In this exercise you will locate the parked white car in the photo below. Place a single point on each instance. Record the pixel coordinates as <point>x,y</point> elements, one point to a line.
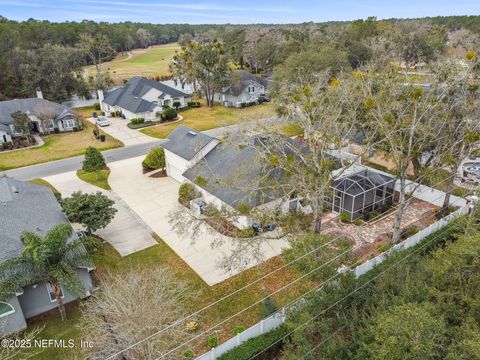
<point>102,121</point>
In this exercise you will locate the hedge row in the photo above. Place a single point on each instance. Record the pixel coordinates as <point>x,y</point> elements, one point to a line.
<point>255,345</point>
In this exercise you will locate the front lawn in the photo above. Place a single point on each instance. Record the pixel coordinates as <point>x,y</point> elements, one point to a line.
<point>205,118</point>
<point>162,255</point>
<point>97,178</point>
<point>58,146</point>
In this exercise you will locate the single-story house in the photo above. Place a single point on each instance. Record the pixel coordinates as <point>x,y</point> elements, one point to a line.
<point>141,98</point>
<point>232,176</point>
<point>46,116</point>
<point>25,206</point>
<point>244,87</point>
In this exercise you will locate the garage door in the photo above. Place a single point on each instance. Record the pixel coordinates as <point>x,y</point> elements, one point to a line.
<point>175,173</point>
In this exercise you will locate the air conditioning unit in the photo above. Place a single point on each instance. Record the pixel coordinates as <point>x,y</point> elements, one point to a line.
<point>198,207</point>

========

### EXERCISE DIRECTIONS:
Please convert the rows above into a two-column CSV with the headers text and answer. Give one line per row, with that row's text and its answer each in a single quoted field, line breaks replaced by spaces, and the pictures left out.

### THE SOLUTION:
text,answer
"In this exercise you will locate the parked white car in the photo below. Place a single point on each instance. Record the pixel coordinates as <point>x,y</point> elements, one point to a line.","<point>102,121</point>"
"In this exercise you will locate the hedge row in the photo above. Place a single point on each instance. Record the pixel coordinates as <point>x,y</point> elements, one point to a line.","<point>255,345</point>"
"In this exercise you will locate the front lawn in the photo above. Place a single point on each instance. Record the pixel coordinates as <point>x,y</point> elements, one point to a line.","<point>205,118</point> <point>162,255</point> <point>97,178</point> <point>58,146</point>"
"In this exercise you will locate the single-story house in the photo above. Place a single point on each instance. Record the pixel coordinates as <point>x,y</point> elements, one point to a line.","<point>141,98</point> <point>232,176</point> <point>46,116</point> <point>25,206</point> <point>244,87</point>"
"In this exercise you will locate the garage door in the photo above. Place a single point on each instance. Record the pixel coordinates as <point>x,y</point> elements, one point to a line.","<point>175,173</point>"
"In this exercise you will locate the air conditioning unit in the photo above. Place a single point on each instance. Record the pixel coordinates as <point>x,y</point> elements, one point to a line.","<point>198,207</point>"